Directions for this task ▸
Reproduce the data below verbatim, starting at the line that contains "Target: lake water" and continuing through the last line, inclusive.

Provided material ▸
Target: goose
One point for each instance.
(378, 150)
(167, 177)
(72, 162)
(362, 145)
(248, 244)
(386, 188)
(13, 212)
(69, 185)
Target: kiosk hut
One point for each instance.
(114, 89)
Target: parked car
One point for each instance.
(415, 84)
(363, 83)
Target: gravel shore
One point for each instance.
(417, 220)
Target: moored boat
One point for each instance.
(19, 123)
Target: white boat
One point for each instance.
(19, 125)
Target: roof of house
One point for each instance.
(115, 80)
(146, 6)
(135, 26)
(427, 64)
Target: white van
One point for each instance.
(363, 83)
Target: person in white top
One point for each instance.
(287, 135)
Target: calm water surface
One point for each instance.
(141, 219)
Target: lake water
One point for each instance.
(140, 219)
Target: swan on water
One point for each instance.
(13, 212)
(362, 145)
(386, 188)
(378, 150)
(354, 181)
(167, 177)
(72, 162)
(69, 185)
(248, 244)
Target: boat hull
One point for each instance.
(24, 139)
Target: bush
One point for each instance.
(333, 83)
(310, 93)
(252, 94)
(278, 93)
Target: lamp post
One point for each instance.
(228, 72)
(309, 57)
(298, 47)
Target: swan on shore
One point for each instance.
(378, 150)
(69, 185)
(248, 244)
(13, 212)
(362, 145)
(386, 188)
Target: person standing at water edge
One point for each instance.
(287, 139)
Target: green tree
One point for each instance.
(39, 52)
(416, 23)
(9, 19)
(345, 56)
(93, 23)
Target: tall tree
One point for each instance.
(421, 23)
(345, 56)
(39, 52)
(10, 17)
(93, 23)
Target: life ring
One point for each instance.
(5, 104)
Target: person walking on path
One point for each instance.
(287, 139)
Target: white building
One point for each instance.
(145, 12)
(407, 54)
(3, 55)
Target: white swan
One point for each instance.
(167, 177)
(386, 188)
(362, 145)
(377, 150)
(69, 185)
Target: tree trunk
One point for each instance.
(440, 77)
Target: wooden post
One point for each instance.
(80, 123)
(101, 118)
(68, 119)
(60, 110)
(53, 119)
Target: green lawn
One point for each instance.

Response for this exercise ▸
Target: lake water
One point for each instance.
(140, 219)
Target: swan on water
One point for each instance.
(13, 212)
(362, 145)
(386, 188)
(378, 150)
(354, 181)
(167, 177)
(72, 162)
(69, 185)
(248, 244)
Target: boat hull
One point for each instance.
(24, 139)
Target: bush
One point for each instance.
(333, 83)
(310, 93)
(252, 94)
(278, 93)
Target: lamp post
One point for each instance.
(228, 72)
(309, 57)
(298, 47)
Target: swan on shore
One point for each instance.
(378, 150)
(69, 185)
(248, 244)
(13, 212)
(362, 145)
(386, 188)
Target: person standing at water edge
One point for each instance.
(287, 139)
Target: green tree
One point for each instance.
(39, 52)
(416, 23)
(9, 19)
(345, 56)
(93, 23)
Target: tall tree
One point for each instance.
(421, 23)
(345, 56)
(39, 52)
(10, 17)
(93, 23)
Target: life ring
One point for each instance.
(5, 104)
Target: person walking on path
One point for each instance.
(287, 139)
Target: white building
One point for each instance.
(145, 12)
(407, 54)
(3, 55)
Target: white swan
One point for each instance.
(167, 177)
(386, 188)
(362, 145)
(377, 150)
(69, 185)
Target: tree trunk
One point for each instance.
(440, 77)
Target: wooden post
One point for each instance.
(80, 123)
(101, 118)
(68, 119)
(60, 110)
(53, 119)
Target: green lawn
One point for each instance.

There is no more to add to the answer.